Exercise: Pick out every line below that contains the word "dark", and copy each of those lines.

Supplied material:

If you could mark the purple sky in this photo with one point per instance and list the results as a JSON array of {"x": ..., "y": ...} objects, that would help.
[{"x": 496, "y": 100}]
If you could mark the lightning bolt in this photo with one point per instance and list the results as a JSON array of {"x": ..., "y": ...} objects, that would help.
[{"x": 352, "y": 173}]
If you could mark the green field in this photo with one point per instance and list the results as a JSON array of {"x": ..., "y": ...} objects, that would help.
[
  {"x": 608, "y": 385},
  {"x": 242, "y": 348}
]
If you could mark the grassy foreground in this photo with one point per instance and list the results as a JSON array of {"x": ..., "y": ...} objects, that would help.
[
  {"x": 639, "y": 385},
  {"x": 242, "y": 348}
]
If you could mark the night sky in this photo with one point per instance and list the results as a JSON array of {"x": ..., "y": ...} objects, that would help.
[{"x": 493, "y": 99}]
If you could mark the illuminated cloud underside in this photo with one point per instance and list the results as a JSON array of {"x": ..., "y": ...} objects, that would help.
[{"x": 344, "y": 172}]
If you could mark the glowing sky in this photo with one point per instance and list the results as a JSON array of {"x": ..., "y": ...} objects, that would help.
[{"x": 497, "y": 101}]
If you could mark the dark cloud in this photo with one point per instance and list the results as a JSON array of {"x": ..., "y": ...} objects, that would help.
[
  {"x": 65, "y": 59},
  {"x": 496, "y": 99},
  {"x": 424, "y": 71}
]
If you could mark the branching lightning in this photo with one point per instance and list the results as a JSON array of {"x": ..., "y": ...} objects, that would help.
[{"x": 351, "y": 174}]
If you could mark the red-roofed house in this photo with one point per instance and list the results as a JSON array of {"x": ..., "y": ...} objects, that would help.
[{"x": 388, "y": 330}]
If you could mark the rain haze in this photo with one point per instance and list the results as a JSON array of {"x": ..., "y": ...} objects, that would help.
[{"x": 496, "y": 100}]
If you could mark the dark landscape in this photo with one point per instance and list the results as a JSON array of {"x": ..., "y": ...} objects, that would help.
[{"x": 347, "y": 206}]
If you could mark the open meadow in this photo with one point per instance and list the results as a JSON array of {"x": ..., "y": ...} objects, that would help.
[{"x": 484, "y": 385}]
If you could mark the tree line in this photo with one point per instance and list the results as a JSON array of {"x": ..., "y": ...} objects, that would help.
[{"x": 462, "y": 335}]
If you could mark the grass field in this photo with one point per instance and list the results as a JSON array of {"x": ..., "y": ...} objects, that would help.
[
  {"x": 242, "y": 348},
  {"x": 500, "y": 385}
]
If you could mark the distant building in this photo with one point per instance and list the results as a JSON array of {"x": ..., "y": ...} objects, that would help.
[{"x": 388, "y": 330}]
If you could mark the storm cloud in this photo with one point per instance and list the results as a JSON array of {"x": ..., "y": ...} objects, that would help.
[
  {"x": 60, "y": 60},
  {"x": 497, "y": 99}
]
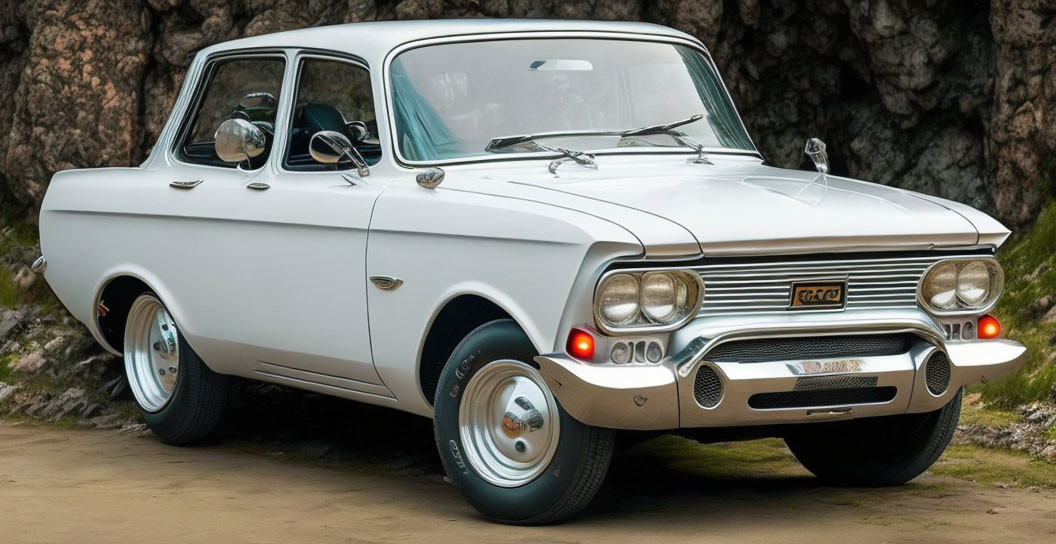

Output:
If you could mark the dark cloud in this photo with one point per instance and list the results as a JSON array of {"x": ..., "y": ...} objects, that would help.
If you could mark the dark landscape in this photo with one point per instance and list the results as a JSON array of {"x": ..., "y": ...} objects, that would help.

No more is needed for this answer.